DATA TO EXAMINE:
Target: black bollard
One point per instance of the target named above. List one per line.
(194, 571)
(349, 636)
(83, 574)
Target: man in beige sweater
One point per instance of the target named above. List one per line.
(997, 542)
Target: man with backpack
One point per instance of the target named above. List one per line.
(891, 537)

==

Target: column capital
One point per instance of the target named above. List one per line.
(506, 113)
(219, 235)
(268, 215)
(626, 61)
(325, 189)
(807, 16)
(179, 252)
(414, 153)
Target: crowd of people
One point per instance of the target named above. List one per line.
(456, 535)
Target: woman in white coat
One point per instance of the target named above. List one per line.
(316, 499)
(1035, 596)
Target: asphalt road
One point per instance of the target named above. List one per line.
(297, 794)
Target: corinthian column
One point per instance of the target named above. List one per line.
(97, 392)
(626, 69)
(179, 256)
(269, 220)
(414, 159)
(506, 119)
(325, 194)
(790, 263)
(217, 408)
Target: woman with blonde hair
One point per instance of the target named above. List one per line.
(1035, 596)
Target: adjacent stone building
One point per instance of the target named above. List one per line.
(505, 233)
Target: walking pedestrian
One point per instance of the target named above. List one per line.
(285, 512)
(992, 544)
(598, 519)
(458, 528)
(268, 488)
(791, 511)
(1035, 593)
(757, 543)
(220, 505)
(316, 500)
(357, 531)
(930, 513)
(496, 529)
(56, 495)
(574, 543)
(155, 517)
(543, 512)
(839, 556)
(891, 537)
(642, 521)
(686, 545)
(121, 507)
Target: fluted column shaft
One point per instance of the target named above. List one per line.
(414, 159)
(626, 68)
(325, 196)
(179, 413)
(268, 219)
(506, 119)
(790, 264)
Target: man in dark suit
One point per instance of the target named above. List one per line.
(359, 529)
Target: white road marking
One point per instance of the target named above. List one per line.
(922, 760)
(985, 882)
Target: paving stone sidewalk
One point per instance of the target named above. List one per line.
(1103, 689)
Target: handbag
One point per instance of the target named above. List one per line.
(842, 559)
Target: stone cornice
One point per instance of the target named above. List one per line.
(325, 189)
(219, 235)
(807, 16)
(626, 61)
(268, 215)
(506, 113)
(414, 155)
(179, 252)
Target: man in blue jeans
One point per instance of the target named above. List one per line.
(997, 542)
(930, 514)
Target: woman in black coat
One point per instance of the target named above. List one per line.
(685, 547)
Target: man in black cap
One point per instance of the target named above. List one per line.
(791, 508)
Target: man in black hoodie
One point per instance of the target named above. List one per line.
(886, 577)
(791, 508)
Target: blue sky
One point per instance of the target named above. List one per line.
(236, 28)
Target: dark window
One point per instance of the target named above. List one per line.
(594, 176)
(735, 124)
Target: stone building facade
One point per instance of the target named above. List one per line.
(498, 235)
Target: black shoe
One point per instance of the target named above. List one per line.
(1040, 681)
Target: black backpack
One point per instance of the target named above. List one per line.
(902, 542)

TASK STATEMENT: What is needed is the number of lines above that include the string "white", and nothing else.

YOUR SOLUTION: 2